## Exercise
Arrange all the rows below as a numbered list with no blank lines, and leave the pictures out.

## Records to use
'''
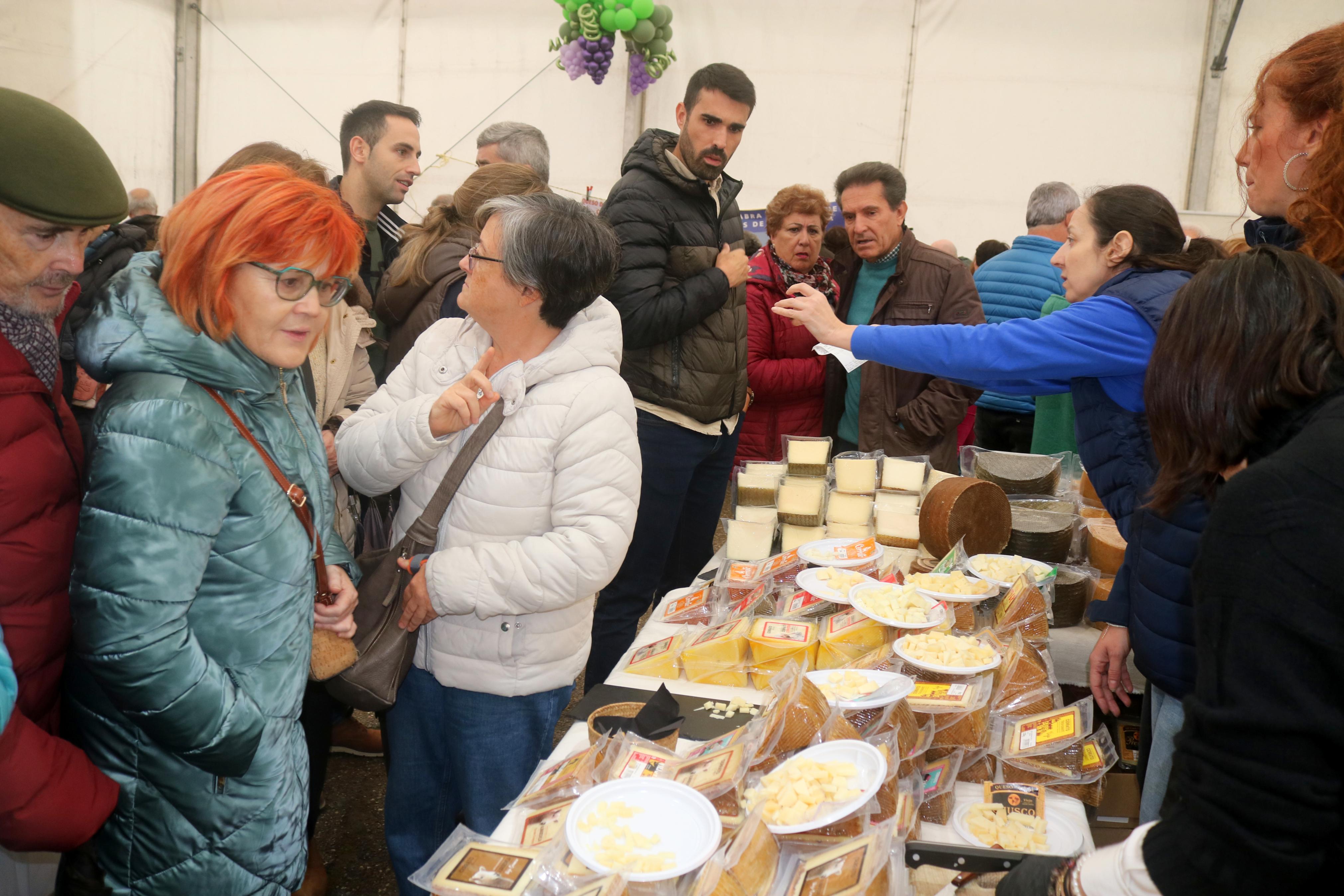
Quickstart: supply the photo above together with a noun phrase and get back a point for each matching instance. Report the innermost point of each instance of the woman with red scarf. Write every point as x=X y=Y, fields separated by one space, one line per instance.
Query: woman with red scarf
x=787 y=378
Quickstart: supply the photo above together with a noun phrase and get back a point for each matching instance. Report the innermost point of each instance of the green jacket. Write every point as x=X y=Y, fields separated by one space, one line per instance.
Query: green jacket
x=1054 y=428
x=193 y=602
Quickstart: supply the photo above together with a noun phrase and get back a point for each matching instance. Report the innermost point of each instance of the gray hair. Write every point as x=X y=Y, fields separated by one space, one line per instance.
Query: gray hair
x=521 y=144
x=555 y=246
x=143 y=205
x=1050 y=203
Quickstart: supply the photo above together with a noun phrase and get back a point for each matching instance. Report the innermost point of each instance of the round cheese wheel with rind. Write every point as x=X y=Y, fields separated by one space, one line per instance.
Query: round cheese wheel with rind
x=965 y=508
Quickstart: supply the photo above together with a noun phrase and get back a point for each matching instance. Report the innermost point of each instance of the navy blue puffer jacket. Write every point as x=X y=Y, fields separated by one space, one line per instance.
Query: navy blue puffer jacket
x=1152 y=591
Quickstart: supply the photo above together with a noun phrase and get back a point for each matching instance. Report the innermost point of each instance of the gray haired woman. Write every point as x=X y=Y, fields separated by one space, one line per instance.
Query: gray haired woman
'''
## Task output
1. Quickstart: supply the photo above together with a noun phrase and get back a point for each matching instance. Report the innermost point of each instance of the woman with red scarf. Write every point as x=X y=Y, fields separated by one space, one line per instance.
2. Query: woman with red scarf
3. x=787 y=378
4. Quickstart: supply the photo above together with a noun phrase and get back a point for each matching instance. Report the innermost point of each instance of the green jacket. Write every point as x=X y=Y, fields separated by one space, one line per instance.
5. Query: green jacket
6. x=1054 y=428
7. x=193 y=602
8. Quickstart: supply the photo above together with a noun phrase and get back a point for each matching instance. Report the innermost point of each instance of the gray hair. Write every point as x=X y=Y, fields separated by one space, one line per instance.
9. Query: gray hair
10. x=521 y=144
11. x=555 y=246
12. x=143 y=205
13. x=1050 y=203
14. Quickstart: supply the photo above together with a noun phrase and get back a point for each matching instance. Report the innermost point of each instance of the round cheese wheel with rind. Write every point as x=X y=Y, fields separated by one space, one line per instance.
15. Query: round cheese wheel with rind
16. x=965 y=508
17. Quickstart: supply the photo above together with a noun phrase and get back a point for each matching instance. Report the innermost point of each instance of the navy blue puffer jacket. Write every point as x=X y=Y, fields separated by one space, one line per instance.
18. Query: navy blue puffer jacket
19. x=1152 y=591
20. Quickstart: supply the photo above together with a noun phrase and get back a point for each matching instance. Report the innermost point of each instance of the gray haired woman. Write every point as x=X y=Y, fields separated by one space, one line per instance.
21. Query: gray haired woman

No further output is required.